#### [Stated goal]
Can you copy every line of the material from the line with "man's face, written" through the end, including the requests, and scale the point coordinates in the answers by multiplying them by 1.9 and rounding to whole numbers (halves round up)? Leave the requests and their sample coordinates unchanged.
-- Begin Data for processing --
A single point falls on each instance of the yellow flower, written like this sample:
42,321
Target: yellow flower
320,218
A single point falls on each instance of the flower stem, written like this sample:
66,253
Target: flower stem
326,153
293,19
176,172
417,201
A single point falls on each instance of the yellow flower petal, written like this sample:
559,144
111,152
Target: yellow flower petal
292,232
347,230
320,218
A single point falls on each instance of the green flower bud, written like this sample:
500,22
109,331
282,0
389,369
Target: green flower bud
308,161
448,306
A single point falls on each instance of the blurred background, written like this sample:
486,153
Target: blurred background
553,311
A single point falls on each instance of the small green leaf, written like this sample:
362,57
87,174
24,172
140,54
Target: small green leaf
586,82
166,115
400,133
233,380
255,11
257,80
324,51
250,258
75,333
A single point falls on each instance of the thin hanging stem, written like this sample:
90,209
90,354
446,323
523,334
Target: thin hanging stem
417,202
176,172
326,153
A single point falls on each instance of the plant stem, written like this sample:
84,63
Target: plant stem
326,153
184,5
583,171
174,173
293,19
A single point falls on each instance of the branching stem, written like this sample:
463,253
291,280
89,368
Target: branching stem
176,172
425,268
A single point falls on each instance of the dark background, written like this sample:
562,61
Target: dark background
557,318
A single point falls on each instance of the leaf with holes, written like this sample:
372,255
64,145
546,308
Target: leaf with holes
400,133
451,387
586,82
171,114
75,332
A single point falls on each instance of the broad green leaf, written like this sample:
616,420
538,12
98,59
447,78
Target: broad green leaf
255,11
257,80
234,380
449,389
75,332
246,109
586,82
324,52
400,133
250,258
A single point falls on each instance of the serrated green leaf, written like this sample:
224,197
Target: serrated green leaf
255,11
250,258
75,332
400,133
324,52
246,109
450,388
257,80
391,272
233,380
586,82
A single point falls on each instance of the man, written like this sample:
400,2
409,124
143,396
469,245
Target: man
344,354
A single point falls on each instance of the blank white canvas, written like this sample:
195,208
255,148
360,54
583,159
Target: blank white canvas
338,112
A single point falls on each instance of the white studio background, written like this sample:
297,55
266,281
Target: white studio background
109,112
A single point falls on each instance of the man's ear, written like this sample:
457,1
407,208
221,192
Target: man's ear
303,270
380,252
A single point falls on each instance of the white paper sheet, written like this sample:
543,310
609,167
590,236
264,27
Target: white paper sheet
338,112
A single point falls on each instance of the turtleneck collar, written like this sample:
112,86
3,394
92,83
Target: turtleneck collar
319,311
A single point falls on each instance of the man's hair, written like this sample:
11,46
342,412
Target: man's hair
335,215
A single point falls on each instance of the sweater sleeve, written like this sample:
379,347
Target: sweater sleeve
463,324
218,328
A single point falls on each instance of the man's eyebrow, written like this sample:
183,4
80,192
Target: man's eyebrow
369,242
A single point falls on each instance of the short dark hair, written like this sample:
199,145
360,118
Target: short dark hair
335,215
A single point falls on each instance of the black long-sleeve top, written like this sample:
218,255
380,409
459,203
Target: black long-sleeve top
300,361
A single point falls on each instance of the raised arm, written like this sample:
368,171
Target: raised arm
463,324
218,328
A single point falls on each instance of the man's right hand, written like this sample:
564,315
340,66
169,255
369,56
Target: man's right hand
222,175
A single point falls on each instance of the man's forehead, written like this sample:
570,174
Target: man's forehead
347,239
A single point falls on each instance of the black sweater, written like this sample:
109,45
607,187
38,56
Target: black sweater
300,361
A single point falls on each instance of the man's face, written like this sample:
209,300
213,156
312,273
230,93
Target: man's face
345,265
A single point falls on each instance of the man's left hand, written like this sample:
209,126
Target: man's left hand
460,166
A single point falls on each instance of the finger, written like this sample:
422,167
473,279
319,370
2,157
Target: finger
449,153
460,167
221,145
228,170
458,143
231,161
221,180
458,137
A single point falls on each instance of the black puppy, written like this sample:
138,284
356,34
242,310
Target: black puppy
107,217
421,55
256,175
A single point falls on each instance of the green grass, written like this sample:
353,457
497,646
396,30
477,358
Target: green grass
-- End Data for processing --
#### [Correct answer]
A single point falls on each instance of the man's face, written like this sample:
209,300
213,156
312,273
230,93
Target: man's face
656,504
A single point falls on each instance of the man's left hand, written like this sample:
209,126
Target: man's left hand
874,315
A single point falls on each instance of the finger, written like this sample:
422,167
473,279
319,370
2,157
Target: finger
853,291
874,317
420,276
433,323
870,272
439,306
420,342
870,260
A single point falls on each instance of the black puppy, written like this sample:
138,284
356,34
242,310
Target: black puppy
203,412
800,105
486,333
A single point falls on each instance of the green grass, written like this sample:
353,457
497,646
396,30
477,358
Target: green grass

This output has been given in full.